▶ Task item
Retype, word for word, every line from the one holding "Target: soccer ball" through the one holding "Point to the player in green" in the entries below, both included, and only those lines.

▶ Data
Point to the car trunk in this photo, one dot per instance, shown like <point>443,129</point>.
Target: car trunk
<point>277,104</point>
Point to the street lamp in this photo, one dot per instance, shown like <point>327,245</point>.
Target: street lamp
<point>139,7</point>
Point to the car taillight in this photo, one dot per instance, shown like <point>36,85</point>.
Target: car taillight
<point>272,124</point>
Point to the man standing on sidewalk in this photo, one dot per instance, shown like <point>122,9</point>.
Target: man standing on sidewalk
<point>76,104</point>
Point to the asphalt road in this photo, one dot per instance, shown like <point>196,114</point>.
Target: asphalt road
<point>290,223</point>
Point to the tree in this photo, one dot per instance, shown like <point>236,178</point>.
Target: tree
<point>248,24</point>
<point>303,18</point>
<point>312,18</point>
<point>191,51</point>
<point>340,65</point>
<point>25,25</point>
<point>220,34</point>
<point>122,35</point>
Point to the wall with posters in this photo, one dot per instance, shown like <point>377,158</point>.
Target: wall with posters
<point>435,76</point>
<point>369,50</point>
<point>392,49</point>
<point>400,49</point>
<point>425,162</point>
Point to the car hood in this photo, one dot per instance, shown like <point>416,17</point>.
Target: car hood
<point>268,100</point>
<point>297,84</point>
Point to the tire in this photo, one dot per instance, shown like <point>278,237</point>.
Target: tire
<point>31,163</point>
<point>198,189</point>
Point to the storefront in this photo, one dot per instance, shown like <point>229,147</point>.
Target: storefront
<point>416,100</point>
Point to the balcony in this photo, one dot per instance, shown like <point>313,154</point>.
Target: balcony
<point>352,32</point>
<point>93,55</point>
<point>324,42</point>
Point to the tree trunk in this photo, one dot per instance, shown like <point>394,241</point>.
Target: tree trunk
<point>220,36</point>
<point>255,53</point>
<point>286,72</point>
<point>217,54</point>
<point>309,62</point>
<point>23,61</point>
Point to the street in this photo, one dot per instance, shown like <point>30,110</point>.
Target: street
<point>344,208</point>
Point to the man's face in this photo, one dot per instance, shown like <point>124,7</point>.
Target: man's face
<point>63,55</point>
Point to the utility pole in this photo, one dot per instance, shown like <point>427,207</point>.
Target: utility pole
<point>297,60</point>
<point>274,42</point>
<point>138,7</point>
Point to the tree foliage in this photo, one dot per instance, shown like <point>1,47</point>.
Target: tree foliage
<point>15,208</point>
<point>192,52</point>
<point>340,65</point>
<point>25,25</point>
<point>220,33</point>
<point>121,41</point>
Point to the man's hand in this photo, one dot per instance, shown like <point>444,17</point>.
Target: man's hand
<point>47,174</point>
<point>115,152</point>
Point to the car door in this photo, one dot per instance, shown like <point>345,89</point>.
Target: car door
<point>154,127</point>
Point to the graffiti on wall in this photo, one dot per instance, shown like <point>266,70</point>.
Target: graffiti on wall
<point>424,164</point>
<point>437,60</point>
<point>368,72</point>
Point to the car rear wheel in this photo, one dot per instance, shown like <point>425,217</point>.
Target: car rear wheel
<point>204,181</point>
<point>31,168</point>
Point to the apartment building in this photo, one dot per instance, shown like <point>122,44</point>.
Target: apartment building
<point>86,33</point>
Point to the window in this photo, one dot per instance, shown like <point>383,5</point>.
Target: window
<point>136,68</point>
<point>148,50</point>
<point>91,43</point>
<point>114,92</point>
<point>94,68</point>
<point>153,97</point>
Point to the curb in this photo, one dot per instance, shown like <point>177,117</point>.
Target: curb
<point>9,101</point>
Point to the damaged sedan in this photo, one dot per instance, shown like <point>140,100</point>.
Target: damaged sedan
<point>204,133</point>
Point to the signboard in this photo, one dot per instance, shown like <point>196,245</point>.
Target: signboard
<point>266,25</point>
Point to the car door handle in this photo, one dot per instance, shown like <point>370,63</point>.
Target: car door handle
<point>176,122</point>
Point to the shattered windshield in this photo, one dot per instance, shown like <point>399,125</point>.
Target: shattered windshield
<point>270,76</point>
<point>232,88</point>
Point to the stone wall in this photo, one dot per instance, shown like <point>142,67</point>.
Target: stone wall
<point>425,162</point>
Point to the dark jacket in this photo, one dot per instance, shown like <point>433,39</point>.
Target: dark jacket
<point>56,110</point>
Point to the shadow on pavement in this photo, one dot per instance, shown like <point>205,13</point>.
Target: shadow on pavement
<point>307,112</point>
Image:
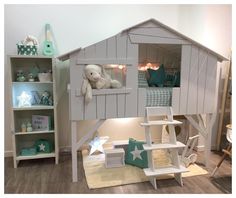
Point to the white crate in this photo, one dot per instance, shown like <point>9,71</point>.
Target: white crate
<point>114,158</point>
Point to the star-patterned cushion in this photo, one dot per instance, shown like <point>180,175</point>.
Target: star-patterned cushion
<point>136,155</point>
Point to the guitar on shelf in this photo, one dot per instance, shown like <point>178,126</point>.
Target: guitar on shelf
<point>48,49</point>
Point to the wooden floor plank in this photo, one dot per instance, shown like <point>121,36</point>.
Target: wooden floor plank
<point>43,176</point>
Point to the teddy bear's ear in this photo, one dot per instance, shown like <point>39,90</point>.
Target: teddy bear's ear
<point>103,70</point>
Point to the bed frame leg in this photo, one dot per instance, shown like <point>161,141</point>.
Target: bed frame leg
<point>74,151</point>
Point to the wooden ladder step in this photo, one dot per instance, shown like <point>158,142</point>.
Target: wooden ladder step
<point>163,171</point>
<point>163,146</point>
<point>161,122</point>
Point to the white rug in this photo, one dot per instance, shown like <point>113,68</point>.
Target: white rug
<point>98,176</point>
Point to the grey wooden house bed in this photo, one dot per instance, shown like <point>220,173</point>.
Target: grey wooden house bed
<point>148,42</point>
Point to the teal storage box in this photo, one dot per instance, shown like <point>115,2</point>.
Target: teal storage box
<point>44,146</point>
<point>28,151</point>
<point>27,49</point>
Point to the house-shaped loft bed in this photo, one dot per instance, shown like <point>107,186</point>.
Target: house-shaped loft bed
<point>148,43</point>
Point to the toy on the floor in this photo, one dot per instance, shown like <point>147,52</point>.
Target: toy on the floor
<point>187,156</point>
<point>97,144</point>
<point>114,158</point>
<point>95,77</point>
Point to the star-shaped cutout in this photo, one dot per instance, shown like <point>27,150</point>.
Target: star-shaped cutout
<point>41,147</point>
<point>96,144</point>
<point>136,153</point>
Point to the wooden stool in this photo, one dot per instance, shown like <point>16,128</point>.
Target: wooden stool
<point>227,151</point>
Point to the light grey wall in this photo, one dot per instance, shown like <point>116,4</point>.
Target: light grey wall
<point>81,25</point>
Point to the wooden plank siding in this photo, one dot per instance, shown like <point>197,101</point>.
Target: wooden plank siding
<point>192,83</point>
<point>202,67</point>
<point>154,32</point>
<point>210,87</point>
<point>77,112</point>
<point>176,100</point>
<point>155,40</point>
<point>141,101</point>
<point>197,85</point>
<point>185,62</point>
<point>198,81</point>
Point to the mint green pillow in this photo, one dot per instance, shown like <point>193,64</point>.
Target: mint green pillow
<point>136,155</point>
<point>157,77</point>
<point>142,81</point>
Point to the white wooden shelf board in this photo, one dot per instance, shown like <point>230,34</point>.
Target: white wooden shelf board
<point>37,156</point>
<point>161,122</point>
<point>33,132</point>
<point>163,171</point>
<point>34,107</point>
<point>30,56</point>
<point>35,82</point>
<point>111,91</point>
<point>163,146</point>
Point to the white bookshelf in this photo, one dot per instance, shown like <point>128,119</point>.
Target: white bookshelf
<point>23,114</point>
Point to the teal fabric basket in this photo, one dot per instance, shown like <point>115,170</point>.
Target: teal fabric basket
<point>27,49</point>
<point>43,146</point>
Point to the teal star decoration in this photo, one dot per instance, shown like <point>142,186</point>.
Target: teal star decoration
<point>136,153</point>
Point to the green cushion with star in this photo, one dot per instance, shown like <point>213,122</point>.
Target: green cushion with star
<point>135,154</point>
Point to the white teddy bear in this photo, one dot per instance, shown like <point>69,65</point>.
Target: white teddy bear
<point>95,77</point>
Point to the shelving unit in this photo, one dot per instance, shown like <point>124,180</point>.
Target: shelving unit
<point>23,114</point>
<point>175,167</point>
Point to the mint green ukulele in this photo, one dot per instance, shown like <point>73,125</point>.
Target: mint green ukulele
<point>48,49</point>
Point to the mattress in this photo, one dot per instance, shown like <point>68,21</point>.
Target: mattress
<point>158,96</point>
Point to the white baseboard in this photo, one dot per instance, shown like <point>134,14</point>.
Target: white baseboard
<point>8,153</point>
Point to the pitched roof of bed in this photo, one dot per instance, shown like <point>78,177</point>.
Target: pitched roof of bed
<point>219,57</point>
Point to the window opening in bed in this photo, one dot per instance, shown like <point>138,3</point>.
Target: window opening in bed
<point>117,72</point>
<point>160,65</point>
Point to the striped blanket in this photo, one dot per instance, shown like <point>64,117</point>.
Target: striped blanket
<point>158,96</point>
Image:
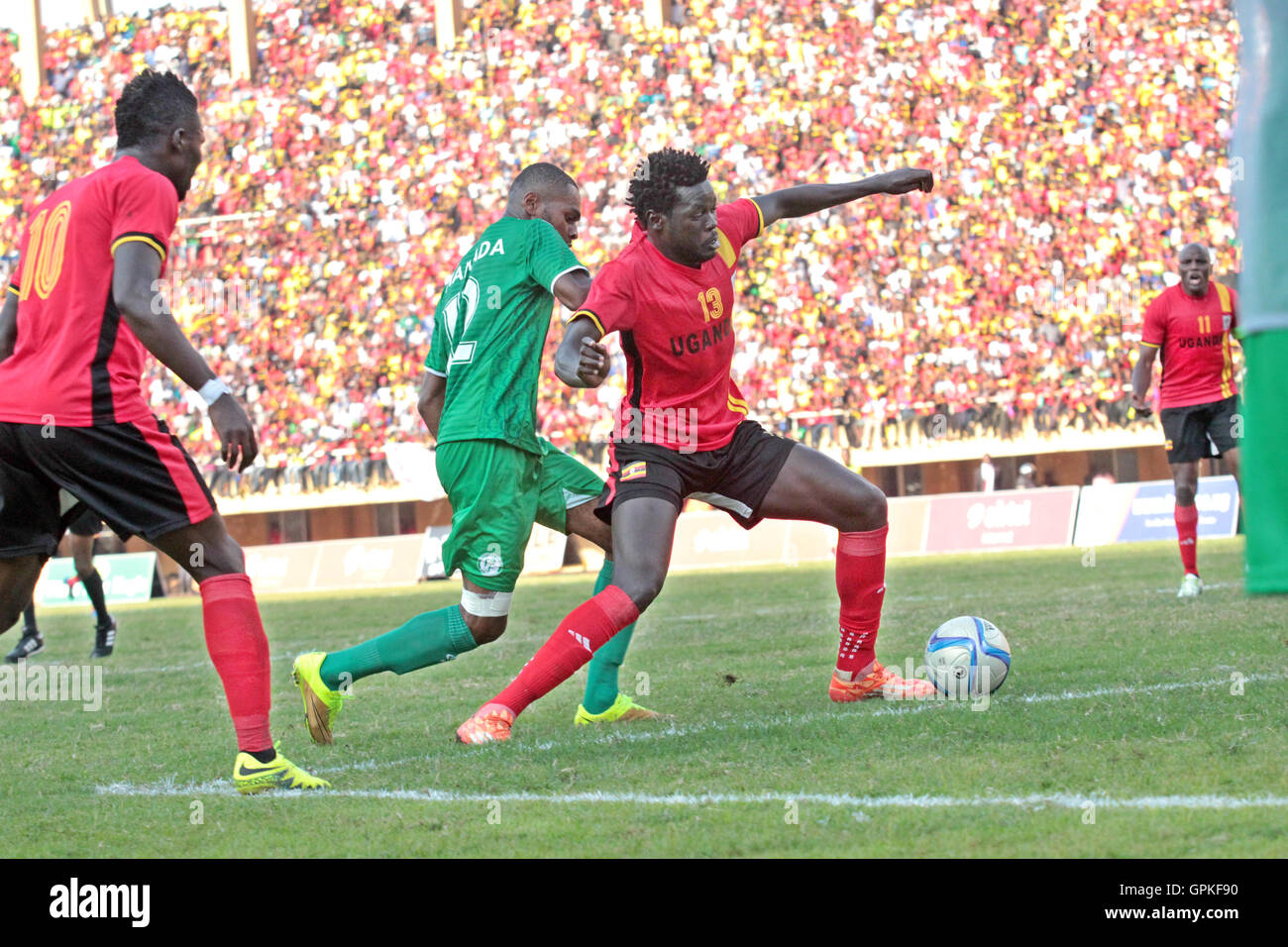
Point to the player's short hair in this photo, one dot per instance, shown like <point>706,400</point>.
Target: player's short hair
<point>153,103</point>
<point>540,176</point>
<point>657,178</point>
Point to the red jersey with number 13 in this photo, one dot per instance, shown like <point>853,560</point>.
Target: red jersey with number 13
<point>76,363</point>
<point>677,325</point>
<point>1194,338</point>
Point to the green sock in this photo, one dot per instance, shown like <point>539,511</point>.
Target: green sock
<point>428,639</point>
<point>601,685</point>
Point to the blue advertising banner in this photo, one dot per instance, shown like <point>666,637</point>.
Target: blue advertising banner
<point>1140,512</point>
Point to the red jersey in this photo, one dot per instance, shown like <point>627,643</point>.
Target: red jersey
<point>677,325</point>
<point>1194,338</point>
<point>76,361</point>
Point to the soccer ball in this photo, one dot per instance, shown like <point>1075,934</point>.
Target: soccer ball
<point>967,657</point>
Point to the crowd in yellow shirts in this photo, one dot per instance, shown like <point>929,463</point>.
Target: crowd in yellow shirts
<point>1076,145</point>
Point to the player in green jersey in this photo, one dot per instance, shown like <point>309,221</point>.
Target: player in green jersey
<point>480,401</point>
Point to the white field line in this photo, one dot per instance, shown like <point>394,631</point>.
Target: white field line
<point>1057,800</point>
<point>684,731</point>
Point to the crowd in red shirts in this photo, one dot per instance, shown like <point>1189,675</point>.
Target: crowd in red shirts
<point>1076,145</point>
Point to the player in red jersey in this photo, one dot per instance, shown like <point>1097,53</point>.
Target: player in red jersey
<point>1192,324</point>
<point>75,431</point>
<point>683,429</point>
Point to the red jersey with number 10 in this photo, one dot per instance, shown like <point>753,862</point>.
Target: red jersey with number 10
<point>76,363</point>
<point>1194,338</point>
<point>677,325</point>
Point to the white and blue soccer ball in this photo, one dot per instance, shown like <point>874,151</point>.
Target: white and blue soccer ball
<point>967,657</point>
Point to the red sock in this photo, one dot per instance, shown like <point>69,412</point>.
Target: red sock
<point>236,641</point>
<point>861,582</point>
<point>588,628</point>
<point>1188,538</point>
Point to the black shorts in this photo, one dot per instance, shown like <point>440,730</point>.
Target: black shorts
<point>85,525</point>
<point>136,476</point>
<point>1199,431</point>
<point>734,476</point>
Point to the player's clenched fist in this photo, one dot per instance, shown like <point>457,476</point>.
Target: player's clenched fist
<point>592,368</point>
<point>907,179</point>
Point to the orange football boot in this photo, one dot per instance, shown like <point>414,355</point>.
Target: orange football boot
<point>880,682</point>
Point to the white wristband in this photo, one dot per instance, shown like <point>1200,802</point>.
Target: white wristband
<point>213,390</point>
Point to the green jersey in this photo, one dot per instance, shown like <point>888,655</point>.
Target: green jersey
<point>489,329</point>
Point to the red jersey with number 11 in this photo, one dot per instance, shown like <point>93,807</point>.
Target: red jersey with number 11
<point>1194,341</point>
<point>76,363</point>
<point>677,325</point>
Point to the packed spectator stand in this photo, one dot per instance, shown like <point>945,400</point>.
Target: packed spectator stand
<point>1077,145</point>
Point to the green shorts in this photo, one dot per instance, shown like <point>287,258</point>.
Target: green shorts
<point>497,492</point>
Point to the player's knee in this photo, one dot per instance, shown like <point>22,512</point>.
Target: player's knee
<point>642,589</point>
<point>485,613</point>
<point>484,630</point>
<point>867,510</point>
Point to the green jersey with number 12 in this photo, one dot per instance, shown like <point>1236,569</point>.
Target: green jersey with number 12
<point>489,329</point>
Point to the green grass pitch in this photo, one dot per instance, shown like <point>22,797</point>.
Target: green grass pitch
<point>1132,724</point>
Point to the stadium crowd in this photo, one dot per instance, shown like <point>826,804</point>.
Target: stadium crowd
<point>340,185</point>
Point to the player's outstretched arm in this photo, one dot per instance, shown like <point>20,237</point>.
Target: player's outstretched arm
<point>8,325</point>
<point>581,361</point>
<point>810,198</point>
<point>433,393</point>
<point>1140,377</point>
<point>134,290</point>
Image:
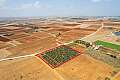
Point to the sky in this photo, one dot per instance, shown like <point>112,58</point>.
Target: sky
<point>34,8</point>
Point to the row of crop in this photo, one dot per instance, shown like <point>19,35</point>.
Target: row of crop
<point>59,55</point>
<point>104,57</point>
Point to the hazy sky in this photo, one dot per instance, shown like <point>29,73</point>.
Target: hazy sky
<point>18,8</point>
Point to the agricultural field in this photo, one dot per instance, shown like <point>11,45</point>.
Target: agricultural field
<point>56,57</point>
<point>109,45</point>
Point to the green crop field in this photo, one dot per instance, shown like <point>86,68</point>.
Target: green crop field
<point>58,56</point>
<point>109,45</point>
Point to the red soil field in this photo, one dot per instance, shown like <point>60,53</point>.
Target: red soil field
<point>3,39</point>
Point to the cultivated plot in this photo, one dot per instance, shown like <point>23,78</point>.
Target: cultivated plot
<point>57,56</point>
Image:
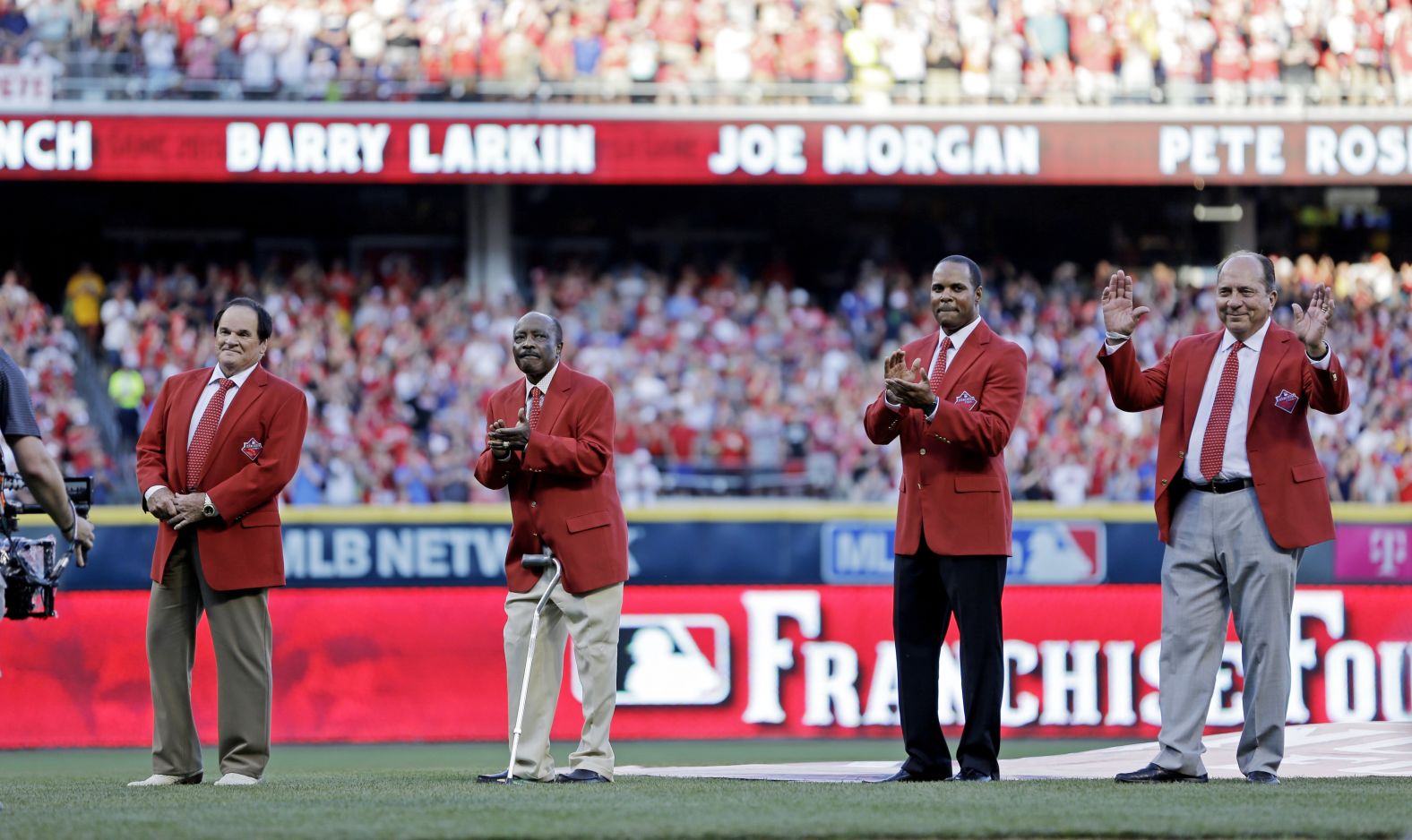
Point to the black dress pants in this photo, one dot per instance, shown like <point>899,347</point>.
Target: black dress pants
<point>926,590</point>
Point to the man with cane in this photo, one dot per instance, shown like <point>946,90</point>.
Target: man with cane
<point>549,441</point>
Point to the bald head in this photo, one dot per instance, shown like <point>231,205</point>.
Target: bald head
<point>538,339</point>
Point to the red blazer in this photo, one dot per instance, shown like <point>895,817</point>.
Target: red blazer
<point>563,492</point>
<point>953,467</point>
<point>1289,480</point>
<point>243,546</point>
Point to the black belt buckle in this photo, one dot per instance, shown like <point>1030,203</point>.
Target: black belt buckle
<point>1232,486</point>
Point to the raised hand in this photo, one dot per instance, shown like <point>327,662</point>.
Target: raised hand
<point>1118,313</point>
<point>1312,323</point>
<point>894,366</point>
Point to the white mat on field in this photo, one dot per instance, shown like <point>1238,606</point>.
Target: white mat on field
<point>1319,750</point>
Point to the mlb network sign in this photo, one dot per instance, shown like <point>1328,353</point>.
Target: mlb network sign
<point>1042,553</point>
<point>693,663</point>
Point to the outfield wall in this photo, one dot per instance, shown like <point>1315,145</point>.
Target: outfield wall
<point>745,544</point>
<point>772,647</point>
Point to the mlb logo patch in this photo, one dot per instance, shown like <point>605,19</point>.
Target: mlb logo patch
<point>672,660</point>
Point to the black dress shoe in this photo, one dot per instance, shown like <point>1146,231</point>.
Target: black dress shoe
<point>906,776</point>
<point>583,776</point>
<point>1157,774</point>
<point>500,776</point>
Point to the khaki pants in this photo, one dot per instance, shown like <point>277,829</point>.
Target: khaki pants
<point>240,629</point>
<point>592,620</point>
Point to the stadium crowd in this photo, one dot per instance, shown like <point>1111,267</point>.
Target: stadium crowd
<point>41,342</point>
<point>726,384</point>
<point>936,51</point>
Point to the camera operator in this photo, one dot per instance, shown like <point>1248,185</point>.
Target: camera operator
<point>41,475</point>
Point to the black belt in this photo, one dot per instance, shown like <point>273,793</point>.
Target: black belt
<point>1232,486</point>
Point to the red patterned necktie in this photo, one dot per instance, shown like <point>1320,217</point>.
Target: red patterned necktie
<point>200,450</point>
<point>939,372</point>
<point>536,401</point>
<point>1213,442</point>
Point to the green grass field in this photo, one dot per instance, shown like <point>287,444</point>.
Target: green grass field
<point>428,791</point>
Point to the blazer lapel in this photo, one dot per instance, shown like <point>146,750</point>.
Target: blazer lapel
<point>1196,370</point>
<point>558,396</point>
<point>965,357</point>
<point>1274,349</point>
<point>183,408</point>
<point>246,396</point>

▶ Answer to the exercise
Target: soccer ball
<point>967,657</point>
Point to the crowd in yellow shirts in this photo, one dot per instance, shown like <point>929,463</point>.
Target: crowd in yellow shirts
<point>1076,145</point>
Point to the player in green jersey in this photo, one dot per instance, shown like <point>309,221</point>.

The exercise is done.